■ WHAT THIS TASK INVOLVES: Could you retype all of the entries exactly, without their pictures?
┌─ INPUT FOR THIS TASK
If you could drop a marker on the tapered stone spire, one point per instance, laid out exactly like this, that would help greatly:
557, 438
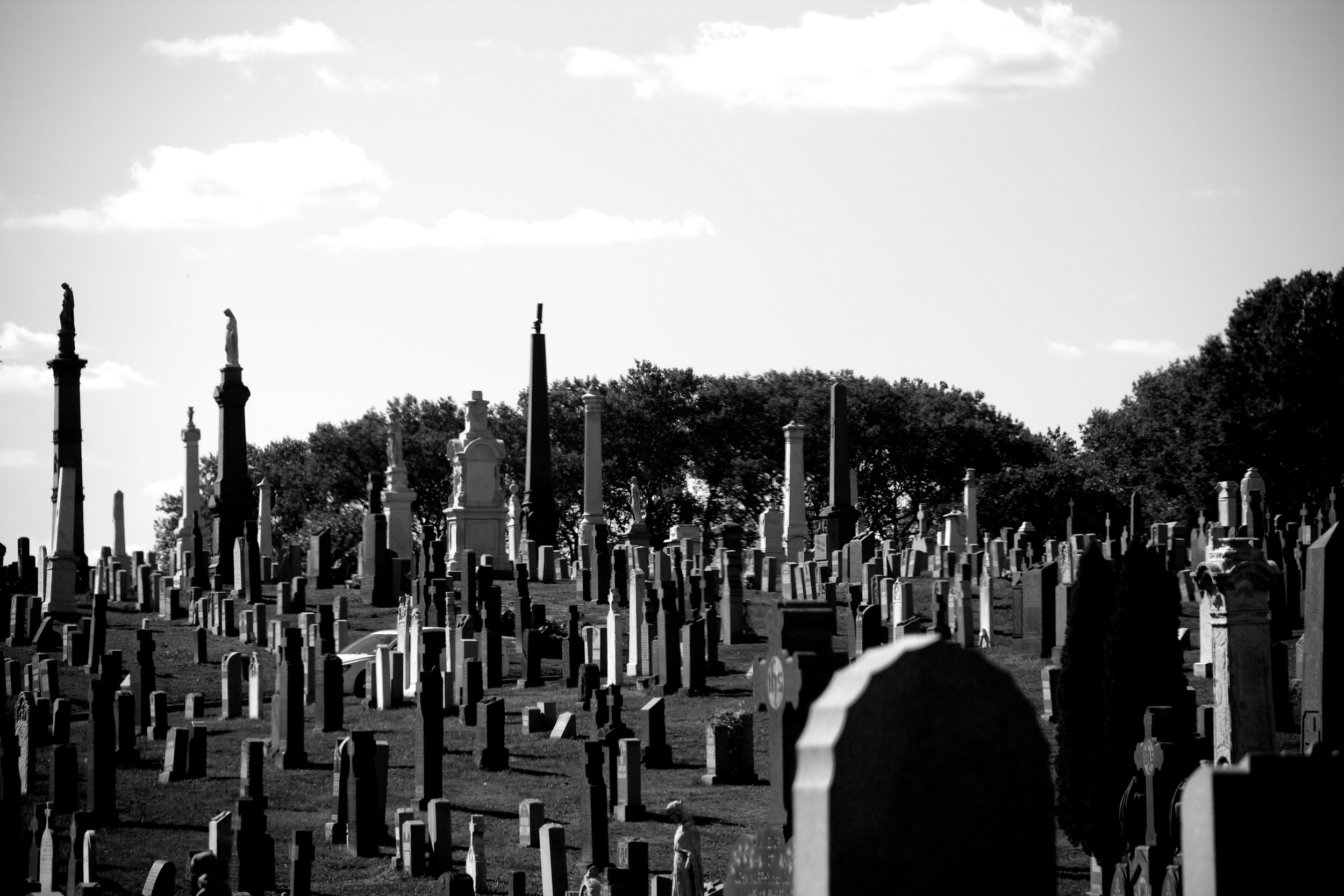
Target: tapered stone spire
68, 451
539, 515
592, 467
230, 505
190, 489
837, 521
└─
■ FINAL ANSWER:
If you could drop a marker on the tapered stone spire, one point per instance, laid out exactly like this, that would help greatly:
557, 438
Target: tapered stone spire
68, 451
539, 515
592, 467
230, 505
190, 489
837, 521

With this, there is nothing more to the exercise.